▸ PROVIDED PASSAGE:

--*--

Panic Mode
There’s a really interesting analytical article in the current Rolling Stone by political writer Matt Taibbi (articulating better than anything I’ve read or heard) about how the media, with its preoccupation with manufactured controversies, distorts the political process, particularly in the current Democratic race for president.
(Taibbi also appears regularly on Real Time with Bill Maher on HBO, which is must-viewing for its candor and willingness to hold pols and the media to account.) His prose and commentary is rife with juvenile profanities, which will turn some people off, but look past it because this is, in a nutshell, the story of our culture right now.
“Through scandal after idiotic scandal, the election process has become a painfully prolonged, deeply irritating exercise in policing conventional wisdom . . . keeping the public in a state of heightened, dumb animal panic, and ultimately turning the election itself into a Darwinian contest. . . .
“What we’re getting with all of these scandals isn’t a sober exchange of ideas but more of an ongoing attempt to instill in the public a sort of permanent fear of uncomfortable ideas, and to reduce public discourse to a kind of primitive biological mechanism, like the nervous system of a squid or a shellfish, one that recoils reflexively from any stimuli.”
Taibbi seems to be in Obama’s camp, but this is not merely about Rev. Wright and “God Damn America.” Taibbi also has no patience for the Geraldine Ferarro contretemps and the uproar over John McCain’s end-of-days preacher. And that’s the point—it’s a game all the campaigns play to because they know the media can’t resist.

--*--

▸ DATASET EXCERPT:
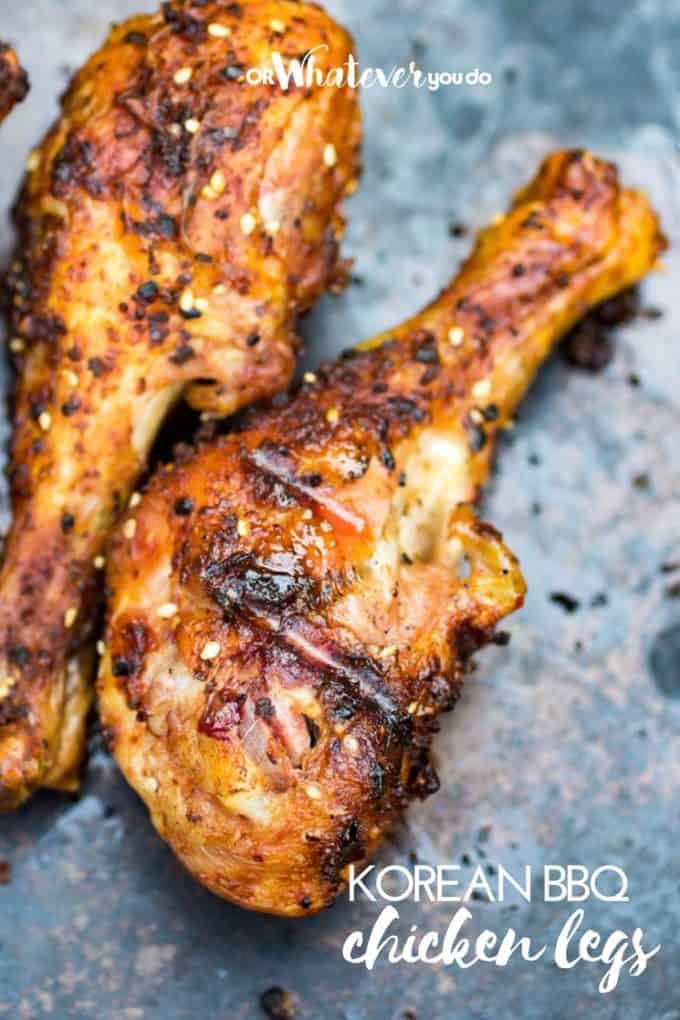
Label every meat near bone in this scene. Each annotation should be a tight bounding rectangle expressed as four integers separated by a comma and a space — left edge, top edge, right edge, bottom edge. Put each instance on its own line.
99, 152, 663, 915
0, 0, 360, 810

--*--

▸ EXERCISE DIRECTIONS:
Please answer these questions from the "Panic Mode" text:
(a) In which magazine does Matt Taibbi's article appear?
(b) On which show and network does Taibbi regularly appear?
(c) To the nervous system of which two creatures does the quoted passage compare public discourse?

▸ THE COMPLETED TASK:
(a) Rolling Stone
(b) Real Time with Bill Maher, on HBO
(c) A squid or a shellfish